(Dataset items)
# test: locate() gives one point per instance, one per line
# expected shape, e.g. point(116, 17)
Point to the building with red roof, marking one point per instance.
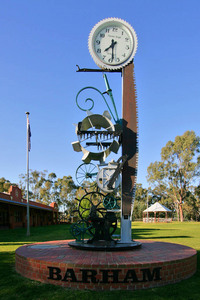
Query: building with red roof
point(13, 211)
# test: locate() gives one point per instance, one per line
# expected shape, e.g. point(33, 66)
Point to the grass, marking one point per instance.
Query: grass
point(13, 286)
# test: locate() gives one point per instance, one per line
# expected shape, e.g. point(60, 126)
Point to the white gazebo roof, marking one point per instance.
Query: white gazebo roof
point(157, 207)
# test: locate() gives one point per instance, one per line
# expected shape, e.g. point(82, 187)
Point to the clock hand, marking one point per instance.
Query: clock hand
point(113, 43)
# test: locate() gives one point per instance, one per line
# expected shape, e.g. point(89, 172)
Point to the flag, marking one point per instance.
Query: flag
point(29, 135)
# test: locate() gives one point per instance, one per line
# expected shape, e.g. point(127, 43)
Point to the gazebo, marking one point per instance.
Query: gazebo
point(156, 208)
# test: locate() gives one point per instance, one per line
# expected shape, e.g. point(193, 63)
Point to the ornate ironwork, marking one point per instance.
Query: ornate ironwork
point(108, 91)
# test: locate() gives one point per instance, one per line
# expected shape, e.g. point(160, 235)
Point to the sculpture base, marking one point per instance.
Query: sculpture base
point(105, 245)
point(151, 265)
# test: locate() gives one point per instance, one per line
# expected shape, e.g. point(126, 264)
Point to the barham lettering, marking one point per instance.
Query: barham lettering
point(106, 276)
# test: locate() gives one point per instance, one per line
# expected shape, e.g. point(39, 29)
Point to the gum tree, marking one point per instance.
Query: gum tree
point(178, 169)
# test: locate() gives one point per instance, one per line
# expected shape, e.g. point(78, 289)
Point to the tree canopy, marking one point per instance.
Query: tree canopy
point(175, 175)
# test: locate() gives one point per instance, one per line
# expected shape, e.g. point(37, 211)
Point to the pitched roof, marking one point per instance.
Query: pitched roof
point(157, 207)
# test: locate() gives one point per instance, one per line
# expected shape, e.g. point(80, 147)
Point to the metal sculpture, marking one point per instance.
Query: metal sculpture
point(98, 221)
point(86, 174)
point(98, 137)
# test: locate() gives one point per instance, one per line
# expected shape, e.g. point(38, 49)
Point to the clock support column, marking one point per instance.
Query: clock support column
point(129, 147)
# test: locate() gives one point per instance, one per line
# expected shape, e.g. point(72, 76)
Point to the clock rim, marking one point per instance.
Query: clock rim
point(95, 31)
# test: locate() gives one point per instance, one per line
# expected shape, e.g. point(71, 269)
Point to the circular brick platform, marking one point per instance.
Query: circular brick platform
point(154, 264)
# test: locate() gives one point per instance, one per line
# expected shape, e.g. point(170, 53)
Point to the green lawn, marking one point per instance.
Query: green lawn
point(13, 286)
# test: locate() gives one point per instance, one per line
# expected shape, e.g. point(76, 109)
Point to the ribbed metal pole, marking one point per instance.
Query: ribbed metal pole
point(129, 147)
point(27, 196)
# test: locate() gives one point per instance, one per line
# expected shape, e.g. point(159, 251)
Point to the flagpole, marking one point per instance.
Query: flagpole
point(27, 195)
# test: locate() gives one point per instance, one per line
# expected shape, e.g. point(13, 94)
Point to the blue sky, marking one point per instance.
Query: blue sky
point(42, 41)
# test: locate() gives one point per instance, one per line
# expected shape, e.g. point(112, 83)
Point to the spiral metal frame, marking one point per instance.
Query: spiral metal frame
point(94, 214)
point(86, 174)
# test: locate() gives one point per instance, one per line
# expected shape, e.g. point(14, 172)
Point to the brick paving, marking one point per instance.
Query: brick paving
point(154, 264)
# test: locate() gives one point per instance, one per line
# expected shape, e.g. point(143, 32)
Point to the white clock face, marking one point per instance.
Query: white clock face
point(112, 43)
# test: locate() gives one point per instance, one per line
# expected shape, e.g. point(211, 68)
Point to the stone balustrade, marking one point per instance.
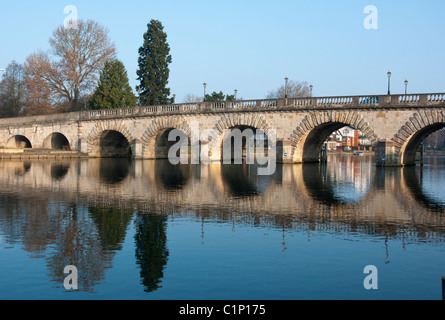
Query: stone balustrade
point(304, 103)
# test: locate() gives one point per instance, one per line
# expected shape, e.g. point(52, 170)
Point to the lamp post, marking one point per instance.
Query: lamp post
point(389, 82)
point(285, 86)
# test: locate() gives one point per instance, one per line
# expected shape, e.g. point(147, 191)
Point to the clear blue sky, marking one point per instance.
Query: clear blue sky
point(254, 45)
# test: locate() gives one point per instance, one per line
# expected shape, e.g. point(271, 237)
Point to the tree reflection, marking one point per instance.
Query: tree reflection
point(77, 243)
point(151, 249)
point(111, 224)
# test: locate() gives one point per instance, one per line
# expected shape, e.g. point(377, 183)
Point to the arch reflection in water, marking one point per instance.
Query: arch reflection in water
point(92, 225)
point(427, 183)
point(345, 180)
point(59, 170)
point(113, 171)
point(172, 177)
point(243, 179)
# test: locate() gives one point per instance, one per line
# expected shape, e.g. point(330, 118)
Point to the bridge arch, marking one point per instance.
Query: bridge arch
point(155, 144)
point(19, 142)
point(219, 134)
point(57, 141)
point(308, 137)
point(415, 130)
point(110, 139)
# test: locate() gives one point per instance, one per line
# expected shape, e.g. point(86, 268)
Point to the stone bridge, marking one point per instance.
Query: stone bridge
point(395, 124)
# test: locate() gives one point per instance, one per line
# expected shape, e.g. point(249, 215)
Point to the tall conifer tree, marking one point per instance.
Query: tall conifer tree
point(114, 90)
point(154, 59)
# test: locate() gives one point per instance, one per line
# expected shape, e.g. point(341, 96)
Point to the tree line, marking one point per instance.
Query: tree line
point(81, 71)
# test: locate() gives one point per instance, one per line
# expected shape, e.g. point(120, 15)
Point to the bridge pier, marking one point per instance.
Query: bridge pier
point(136, 149)
point(386, 154)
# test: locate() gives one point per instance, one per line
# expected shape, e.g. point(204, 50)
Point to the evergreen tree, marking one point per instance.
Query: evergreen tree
point(153, 73)
point(114, 90)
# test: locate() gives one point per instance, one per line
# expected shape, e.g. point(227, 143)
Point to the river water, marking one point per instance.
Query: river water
point(151, 230)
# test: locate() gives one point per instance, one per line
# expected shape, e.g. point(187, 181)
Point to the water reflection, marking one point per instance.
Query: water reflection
point(151, 249)
point(243, 180)
point(85, 219)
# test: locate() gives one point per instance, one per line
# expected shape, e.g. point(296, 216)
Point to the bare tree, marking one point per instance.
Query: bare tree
point(70, 68)
point(295, 89)
point(12, 91)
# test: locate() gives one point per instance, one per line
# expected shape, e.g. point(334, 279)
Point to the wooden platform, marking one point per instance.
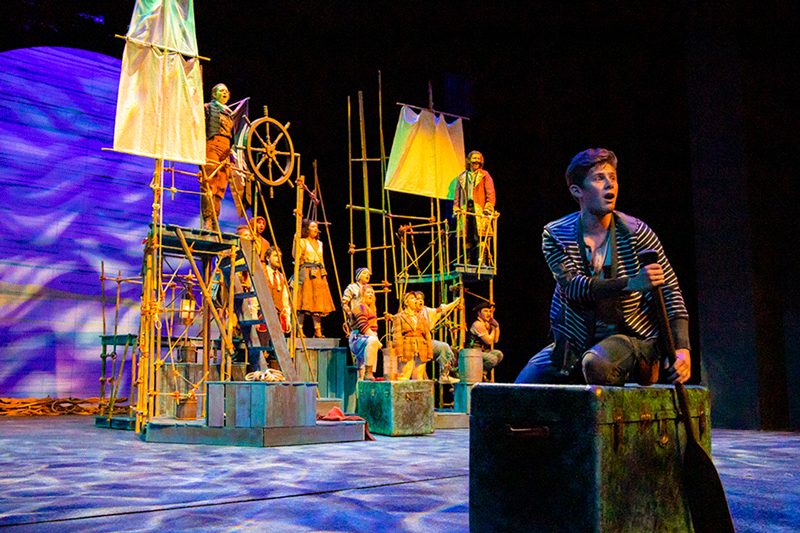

- What is required
Reproduce every record in full. Leave out the images.

- Solution
# test: locate() gives one point per instance, one per line
# expected shape, e.g. point(116, 17)
Point to the building with red roof, marking one point per instance.
Query: building with red roof
point(13, 211)
# test: locate() gives one point per instance, one per line
# expected shape, e.g. point(33, 66)
Point to the grass, marking one point per instance.
Query: grass
point(13, 286)
# test: locate() gives one point per instance, one per line
# expected shape, e.g. point(60, 126)
Point to the white gazebo roof, marking one point per instance.
Query: white gazebo roof
point(157, 207)
# test: locate() gives one point per instance, one per line
# expected shape, e.g. point(82, 187)
Point to the clock hand, marking one point per instance.
Query: clock hand
point(113, 43)
# test: locate() gives one point per instance, one per line
# expected shape, e.g. point(89, 172)
Point to the flag, marking one point per instance.
Query: flag
point(29, 135)
# test: locate() gives one point per instance, one per line
# expected shape, e.g. point(127, 43)
Point to the gazebo, marking one point per instance.
Query: gazebo
point(156, 208)
# test: locate() gives one point per instance, one per line
# expected shape, e.g. point(193, 63)
Point to the ornate ironwork, marking one point per instance.
Query: ornate ironwork
point(108, 91)
# test: locate() gives one point per instance, one per line
# expected shape, e.g. point(160, 235)
Point to the sculpture base, marking one point per instance.
Query: sculpture base
point(105, 245)
point(151, 265)
# test: locate() gives one point per instance, one per line
# expected shape, e.g. point(126, 264)
Point to the barham lettering, marking one point per instance.
Query: barham lettering
point(106, 276)
# test: locate() gives one point per instance, one per line
# expected shape, e.g. point(39, 29)
Point to the gum tree, marking one point per instance.
Query: gum tree
point(178, 169)
# test: locate() gives one point per instance, one per line
# expected shape, e.g. point(78, 289)
Point to the tree canopy, marking one point per instance.
Query: tree canopy
point(175, 175)
# test: locate() gives one point per instance, one per line
# expected shape, e.g. point(37, 211)
Point to the pitched roof, marking one point per instance.
Query: pitched roof
point(157, 207)
# test: locate() gives one point per instance, one per line
# expected shape, e.g. point(80, 147)
Point to the metal sculpture, marking one point per instance.
Query: metal sculpture
point(98, 221)
point(86, 174)
point(98, 137)
# test: locate() gives one point per instance, one per line
# expected shape, e.g. point(38, 49)
Point to the clock support column, marking one point per instance.
Query: clock support column
point(129, 147)
# test: locate() gives one point per instance, one per line
# expected shape, e.g. point(72, 76)
Point to the clock rim, marking one point per instance.
Query: clock rim
point(95, 31)
# test: locate() gives one point per instance, one per line
# expected shape, e.g. point(71, 269)
Point to the circular brick platform, marking one point per instance.
Query: circular brick platform
point(154, 264)
# test: locate() gives one point per instance, one per line
# expected shape, e.g. point(170, 53)
Point to the green lawn, marking one point per instance.
Query: green lawn
point(13, 286)
# test: locate() gives one point per instance, one per line
# expected shape, e.g. point(76, 109)
Point to the ribbed metal pole, marking one point per instance.
Query: ribbed metal pole
point(129, 147)
point(27, 196)
# test: locate() gives one point per instance, one per line
# expected shape, e.g. point(159, 251)
Point to the flagpole, marking one point per instance.
Query: flagpole
point(27, 195)
# test: locate() gives one point per instance, one per line
# expected shape, e.g. point(13, 94)
Point to the blue sky, marking one point per instance.
Query: blue sky
point(42, 41)
# test: locate() gives one point per instance, one per line
# expected shape, e.g. point(112, 83)
Point to the spiral metal frame, marking one point per instance.
Query: spiral metal frame
point(94, 214)
point(86, 174)
# test: locate() gives one point per instance, one per line
# expected shape, e.g. point(14, 172)
Point to the brick paving, marking one point per instance.
Query: brick paving
point(154, 264)
# test: locate() gives one point per instance, one per line
# expected shape, e.g. point(143, 32)
Point to the white clock face, marking one point per instance.
Query: white clock face
point(112, 43)
# test: locate() gives one point per instance, one per line
# expected shape, e.g. point(211, 68)
Point to the stone balustrade, marking one point per instance.
Query: stone balustrade
point(304, 103)
# test: locate() gives one point per instance, one per line
# expected shape, e.g. point(52, 170)
Point to the lamp post, marking one point per instance.
Query: lamp post
point(389, 82)
point(285, 86)
# test: locate() gives one point per instance, one per line
# expected shape, e.g. point(147, 191)
Point to the clear blue sky, marking one point per instance.
Query: clear blue sky
point(254, 45)
# test: locate() gives one point per instance, one per line
# expected shape, e.g. point(271, 237)
Point to the tree reflection, marking one point per instance.
Query: tree reflection
point(77, 243)
point(151, 249)
point(111, 224)
# test: locate() gives one point per instance, one per line
# expected shape, e.g. point(377, 183)
Point to the arch reflection in water, marking one point per instance.
Query: arch reflection in water
point(92, 225)
point(427, 183)
point(345, 180)
point(59, 170)
point(113, 171)
point(172, 177)
point(243, 179)
# test: locate() gives one point per instance, one per line
# expected shape, e.g. point(330, 118)
Point to the bridge arch, marking one point per instance.
Query: bridge arch
point(155, 144)
point(19, 142)
point(219, 134)
point(57, 141)
point(308, 137)
point(415, 130)
point(110, 139)
# test: locate() gives one point per instance, one per line
# expected shape, e.g. point(86, 268)
Point to the stone bridge, marking one point per instance.
Query: stone bridge
point(395, 124)
# test: locate() gives one point per instance, one per line
# expected shape, e.g. point(249, 215)
Point to the tall conifer tree, marking one point per instance.
Query: tall conifer tree
point(114, 90)
point(154, 59)
# test: locate() gives one point per instance, one per line
# expected shape, e.g. point(341, 96)
Point to the tree line, marking one point per instance.
Query: tree line
point(81, 71)
# test: locate() gives one point per instance, one per line
# expected shape, e.g. point(120, 15)
Point to the bridge pier, marking one point per instance.
Query: bridge pier
point(136, 149)
point(386, 154)
# test: locate() gives one point per instance, one per line
# expected shape, e.g. point(204, 50)
Point to the evergreen tree, marking one point per instance.
Query: evergreen tree
point(153, 73)
point(114, 90)
# test: locate() gives one point per instance, one per line
# expected shape, e.g. point(227, 143)
Point to the river water, marking one point per instance.
Query: river water
point(151, 230)
# test: locate() gives one point per instance, one per line
# expected shape, e.g. point(187, 181)
Point to the water reflection, marking one point per instance.
Query: water reflection
point(151, 249)
point(243, 180)
point(85, 219)
# test: locate() gives one point per instance, one per line
# expected shape, e.g. point(296, 216)
Point to the bare tree, marking one point per instance.
Query: bare tree
point(70, 68)
point(295, 89)
point(12, 91)
# test: locate() gives one point per instance, one per line
# expected shape, e.g. point(334, 279)
Point to the wooden platform, marking one point per instance.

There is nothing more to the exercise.